Stored data entries.
+--
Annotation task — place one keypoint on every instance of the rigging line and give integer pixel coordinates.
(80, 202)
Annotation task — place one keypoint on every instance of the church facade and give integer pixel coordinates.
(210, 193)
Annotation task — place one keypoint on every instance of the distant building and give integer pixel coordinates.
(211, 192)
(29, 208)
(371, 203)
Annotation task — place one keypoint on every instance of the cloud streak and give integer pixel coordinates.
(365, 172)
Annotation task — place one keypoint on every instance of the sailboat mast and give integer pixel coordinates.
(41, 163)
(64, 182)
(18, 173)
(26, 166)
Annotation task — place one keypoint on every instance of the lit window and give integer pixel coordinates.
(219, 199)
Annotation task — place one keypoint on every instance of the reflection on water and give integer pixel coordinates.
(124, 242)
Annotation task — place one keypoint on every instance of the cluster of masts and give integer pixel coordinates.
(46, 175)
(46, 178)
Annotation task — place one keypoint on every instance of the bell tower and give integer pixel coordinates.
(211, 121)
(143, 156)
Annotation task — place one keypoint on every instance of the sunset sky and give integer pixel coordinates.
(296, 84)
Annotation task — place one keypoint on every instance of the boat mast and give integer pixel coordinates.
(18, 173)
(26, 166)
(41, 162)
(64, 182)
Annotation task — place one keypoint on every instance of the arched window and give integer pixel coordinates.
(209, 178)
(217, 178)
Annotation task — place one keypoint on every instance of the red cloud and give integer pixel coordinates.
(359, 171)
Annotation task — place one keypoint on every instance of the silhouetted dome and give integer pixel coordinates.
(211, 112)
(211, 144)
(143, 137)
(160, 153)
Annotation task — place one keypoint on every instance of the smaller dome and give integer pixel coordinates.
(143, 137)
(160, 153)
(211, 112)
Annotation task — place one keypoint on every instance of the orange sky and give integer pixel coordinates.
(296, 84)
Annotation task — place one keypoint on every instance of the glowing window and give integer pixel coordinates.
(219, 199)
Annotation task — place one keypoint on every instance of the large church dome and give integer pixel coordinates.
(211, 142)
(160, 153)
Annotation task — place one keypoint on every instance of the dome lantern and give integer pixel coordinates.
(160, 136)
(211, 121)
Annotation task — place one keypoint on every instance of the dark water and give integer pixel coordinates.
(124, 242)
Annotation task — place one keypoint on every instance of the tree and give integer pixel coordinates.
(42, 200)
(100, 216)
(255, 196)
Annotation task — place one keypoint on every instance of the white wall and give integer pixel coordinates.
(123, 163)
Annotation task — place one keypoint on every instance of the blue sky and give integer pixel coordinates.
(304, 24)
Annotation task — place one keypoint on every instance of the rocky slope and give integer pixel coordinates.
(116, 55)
+--
Every entry should be given again exactly as written.

Exercise response.
Annotation task — place one keypoint on every instance of the rigging line and give integer pixel coordinates.
(80, 202)
Annotation task — place one keypoint on every instance of the church facade and give integer pixel coordinates.
(210, 193)
Annotation task — place one keypoint on every instance of the distant building and give integer pixel coordinates.
(211, 192)
(29, 208)
(371, 203)
Annotation task — place one keypoint on every instance of the cloud streak and give integer pixel coordinates.
(365, 172)
Annotation task — place one keypoint on every instance of the sailboat mast and give integer pixel coordinates.
(41, 163)
(64, 182)
(18, 173)
(26, 166)
Annotation task — place one keypoint on every instance of the lit window and give integer pixel coordinates.
(219, 199)
Annotation task — place one keypoint on every instance of the reflection on water and give integer pixel coordinates.
(124, 242)
Annotation task — place one keypoint on every instance of the cluster of masts and give integer pixel coordinates.
(46, 175)
(46, 178)
Annotation task — place one keypoint on every instance of the bell tower and give integer pixel coordinates.
(211, 121)
(143, 156)
Annotation task — place one keypoint on every instance of the sunset sky and give integer pixel coordinates.
(296, 84)
Annotation task — place one keypoint on every instance of the boat mast and give integer pixel coordinates.
(18, 173)
(26, 166)
(41, 162)
(64, 182)
Annotation task — place one keypoint on every instance of the arched window and give integer pixel coordinates.
(209, 178)
(217, 178)
Annotation task — place one keypoint on every instance of the red cloud and give integer pixel coordinates.
(359, 171)
Annotation task — place one keypoint on every instance of the silhouetted dome and give integer pixel coordinates.
(211, 112)
(211, 144)
(143, 137)
(160, 153)
Annotation task — place one keypoint on every instance of the smaller dome and give integer pixel coordinates.
(143, 137)
(160, 153)
(211, 112)
Annotation task — place one keypoint on every instance of the orange sky and give integer pixel coordinates.
(296, 84)
Annotation task — place one keypoint on every instance of the glowing window and give integer pixel coordinates.
(219, 199)
Annotation task — place one keypoint on every instance of the large church dome and give integer pixel coordinates.
(211, 142)
(160, 153)
Annotation task — place one keypoint on every instance of the dome lantern and give integer pixel coordinates.
(160, 136)
(211, 121)
Annotation task — place one keypoint on every instance of the dark water and give integer pixel coordinates.
(124, 242)
Annotation task — place one keypoint on every instance of the tree and give integer pixel coordinates.
(42, 200)
(100, 216)
(255, 196)
Annotation task — place one keypoint on every instance of the white wall and give integer pixel coordinates.
(123, 163)
Annotation task — place one keypoint on every instance of the blue sky and give integer pixel coordinates.
(304, 24)
Annotation task — place one keypoint on every instance of the rocky slope and give integer pixel coordinates.
(116, 55)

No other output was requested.